DATA EXCERPTS.
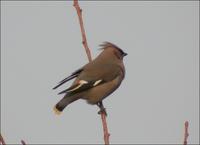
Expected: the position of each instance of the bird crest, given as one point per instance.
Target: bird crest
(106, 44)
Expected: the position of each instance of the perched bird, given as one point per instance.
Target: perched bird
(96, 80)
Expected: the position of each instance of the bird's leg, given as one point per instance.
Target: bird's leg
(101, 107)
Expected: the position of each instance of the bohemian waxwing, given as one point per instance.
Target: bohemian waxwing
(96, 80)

* * *

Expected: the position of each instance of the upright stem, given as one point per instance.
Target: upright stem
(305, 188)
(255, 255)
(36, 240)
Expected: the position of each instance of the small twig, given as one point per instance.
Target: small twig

* * *

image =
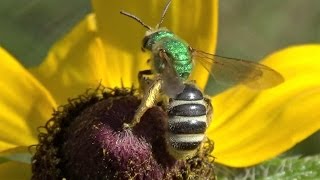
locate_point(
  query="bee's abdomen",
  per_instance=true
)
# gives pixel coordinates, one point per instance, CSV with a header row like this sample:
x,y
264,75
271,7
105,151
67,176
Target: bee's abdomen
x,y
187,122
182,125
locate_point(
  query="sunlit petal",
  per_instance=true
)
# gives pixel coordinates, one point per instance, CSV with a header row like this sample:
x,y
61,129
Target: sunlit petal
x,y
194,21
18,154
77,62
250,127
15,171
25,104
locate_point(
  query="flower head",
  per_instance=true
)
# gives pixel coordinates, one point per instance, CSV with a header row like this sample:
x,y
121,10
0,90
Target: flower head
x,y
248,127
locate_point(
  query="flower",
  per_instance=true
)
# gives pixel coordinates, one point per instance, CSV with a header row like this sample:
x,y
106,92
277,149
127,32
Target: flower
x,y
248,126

AIM OF THE EXERCISE. I need every line of the material that includes "each", so please copy them out.

RESPONSE FOR THIS EXERCISE.
Expected: the position of each instance of the bird crest, given as one point per instance.
Expected: the position of each instance of the perched bird, given as one point per instance.
Expected: the position of each instance of the bird's leg, given as one point per instance.
Expected: the position of each instance of the bohemian waxwing, given as one point per instance.
Expected: the position of each instance of the upright stem, given as one point per instance.
Expected: the position of each instance of the small twig, given as one point per instance.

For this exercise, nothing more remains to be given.